TASK REQUIREMENTS: Lines with the string "headband" are to be identified in the listing and copied.
============
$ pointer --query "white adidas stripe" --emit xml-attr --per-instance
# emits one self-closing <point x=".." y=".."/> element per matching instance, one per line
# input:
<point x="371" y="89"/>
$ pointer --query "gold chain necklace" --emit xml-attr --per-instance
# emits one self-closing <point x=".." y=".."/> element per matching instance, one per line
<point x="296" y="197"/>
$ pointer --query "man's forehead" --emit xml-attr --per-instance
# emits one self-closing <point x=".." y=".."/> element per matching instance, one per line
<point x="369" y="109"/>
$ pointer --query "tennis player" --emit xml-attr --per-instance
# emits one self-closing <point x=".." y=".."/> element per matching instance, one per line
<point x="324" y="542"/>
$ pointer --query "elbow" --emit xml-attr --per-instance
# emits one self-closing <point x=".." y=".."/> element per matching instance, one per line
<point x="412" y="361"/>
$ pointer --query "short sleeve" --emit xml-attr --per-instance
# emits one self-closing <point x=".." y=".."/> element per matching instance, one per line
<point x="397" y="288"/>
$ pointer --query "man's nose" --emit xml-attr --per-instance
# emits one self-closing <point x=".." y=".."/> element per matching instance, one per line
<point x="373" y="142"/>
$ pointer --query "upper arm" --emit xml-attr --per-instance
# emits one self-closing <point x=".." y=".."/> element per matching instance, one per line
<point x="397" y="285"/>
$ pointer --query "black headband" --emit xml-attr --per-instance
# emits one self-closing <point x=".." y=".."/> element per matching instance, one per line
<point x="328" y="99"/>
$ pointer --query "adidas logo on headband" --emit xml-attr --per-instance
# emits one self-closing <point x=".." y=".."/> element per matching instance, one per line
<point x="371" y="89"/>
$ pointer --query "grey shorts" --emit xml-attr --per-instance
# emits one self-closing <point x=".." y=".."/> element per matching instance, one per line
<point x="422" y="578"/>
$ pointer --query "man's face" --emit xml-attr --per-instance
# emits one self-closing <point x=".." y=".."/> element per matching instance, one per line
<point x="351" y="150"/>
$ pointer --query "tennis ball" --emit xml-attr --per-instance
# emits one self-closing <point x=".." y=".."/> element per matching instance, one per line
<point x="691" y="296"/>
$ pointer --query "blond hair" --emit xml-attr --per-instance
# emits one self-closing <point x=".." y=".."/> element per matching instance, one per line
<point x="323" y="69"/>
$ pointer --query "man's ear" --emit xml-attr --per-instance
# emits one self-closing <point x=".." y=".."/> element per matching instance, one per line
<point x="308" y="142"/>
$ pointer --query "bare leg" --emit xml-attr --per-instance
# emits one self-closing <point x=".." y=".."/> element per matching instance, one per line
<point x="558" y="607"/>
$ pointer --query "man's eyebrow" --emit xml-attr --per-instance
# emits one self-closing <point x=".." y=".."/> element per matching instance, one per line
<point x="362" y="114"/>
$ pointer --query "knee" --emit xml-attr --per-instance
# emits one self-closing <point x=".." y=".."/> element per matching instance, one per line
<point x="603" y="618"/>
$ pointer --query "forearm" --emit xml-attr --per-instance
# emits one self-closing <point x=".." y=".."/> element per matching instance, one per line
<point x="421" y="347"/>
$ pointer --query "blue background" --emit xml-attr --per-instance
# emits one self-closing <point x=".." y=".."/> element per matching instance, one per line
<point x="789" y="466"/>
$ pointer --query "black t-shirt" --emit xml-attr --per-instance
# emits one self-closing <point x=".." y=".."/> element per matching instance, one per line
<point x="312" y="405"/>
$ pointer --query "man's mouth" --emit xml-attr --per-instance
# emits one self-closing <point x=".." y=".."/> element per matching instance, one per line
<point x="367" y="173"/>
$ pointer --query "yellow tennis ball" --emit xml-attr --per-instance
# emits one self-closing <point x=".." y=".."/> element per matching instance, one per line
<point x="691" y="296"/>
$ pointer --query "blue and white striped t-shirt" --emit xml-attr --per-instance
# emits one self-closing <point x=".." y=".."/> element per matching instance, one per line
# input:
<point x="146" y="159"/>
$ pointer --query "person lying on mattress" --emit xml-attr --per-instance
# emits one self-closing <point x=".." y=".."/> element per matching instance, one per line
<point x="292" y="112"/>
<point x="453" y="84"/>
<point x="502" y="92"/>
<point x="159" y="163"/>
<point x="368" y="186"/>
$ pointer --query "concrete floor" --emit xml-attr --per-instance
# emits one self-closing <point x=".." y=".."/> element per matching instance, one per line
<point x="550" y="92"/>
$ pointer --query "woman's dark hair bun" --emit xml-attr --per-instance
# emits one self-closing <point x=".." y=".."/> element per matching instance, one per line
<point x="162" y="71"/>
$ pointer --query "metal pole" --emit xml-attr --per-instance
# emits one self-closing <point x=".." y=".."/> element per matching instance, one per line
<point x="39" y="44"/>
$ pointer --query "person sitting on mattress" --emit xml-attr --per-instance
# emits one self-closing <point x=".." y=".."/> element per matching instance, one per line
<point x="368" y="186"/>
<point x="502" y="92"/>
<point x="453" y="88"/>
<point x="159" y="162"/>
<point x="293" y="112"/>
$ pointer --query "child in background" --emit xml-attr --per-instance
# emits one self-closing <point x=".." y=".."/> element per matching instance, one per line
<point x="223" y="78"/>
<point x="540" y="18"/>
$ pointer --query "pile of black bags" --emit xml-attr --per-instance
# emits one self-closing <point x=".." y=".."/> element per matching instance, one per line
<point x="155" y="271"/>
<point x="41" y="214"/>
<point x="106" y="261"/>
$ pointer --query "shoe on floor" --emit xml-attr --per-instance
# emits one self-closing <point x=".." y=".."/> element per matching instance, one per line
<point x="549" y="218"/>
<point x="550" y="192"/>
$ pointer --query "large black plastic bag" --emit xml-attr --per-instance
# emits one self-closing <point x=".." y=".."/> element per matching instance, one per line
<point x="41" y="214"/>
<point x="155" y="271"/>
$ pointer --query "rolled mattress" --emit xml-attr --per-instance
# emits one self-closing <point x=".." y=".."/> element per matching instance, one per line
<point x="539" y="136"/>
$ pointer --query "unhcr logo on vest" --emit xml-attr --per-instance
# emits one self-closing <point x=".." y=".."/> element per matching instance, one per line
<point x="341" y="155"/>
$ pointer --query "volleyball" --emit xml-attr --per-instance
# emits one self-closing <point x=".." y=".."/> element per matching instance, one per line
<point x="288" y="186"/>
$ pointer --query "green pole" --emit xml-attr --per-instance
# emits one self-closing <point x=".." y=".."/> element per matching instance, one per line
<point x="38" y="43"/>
============
SOLUTION TO THIS EXERCISE:
$ pointer --query "black headband" --emit xml-attr --per-instance
$ pointer --query "adidas logo on headband" --emit xml-attr --per-instance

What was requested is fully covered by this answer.